*Input:*
----
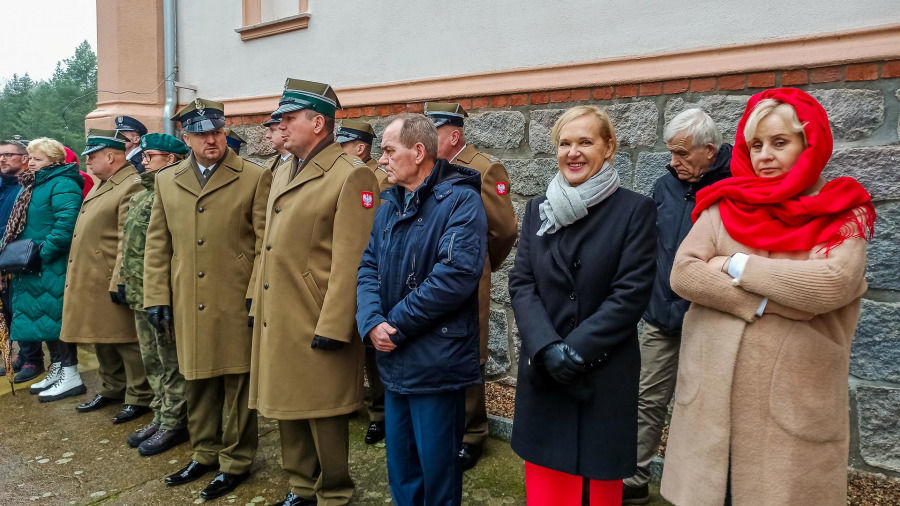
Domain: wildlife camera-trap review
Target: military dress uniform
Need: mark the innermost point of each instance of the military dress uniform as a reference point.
(202, 248)
(358, 130)
(502, 233)
(157, 348)
(95, 260)
(318, 221)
----
*To be done:*
Copy the text lines of the data above word for word, leaving out the picture.

*Result:*
Domain: wildlife camera-trap review
Target: military dress uniform
Need: mark the innermost point of each instance of the military dress uniform as a reference point.
(202, 248)
(358, 130)
(502, 233)
(157, 348)
(95, 260)
(318, 221)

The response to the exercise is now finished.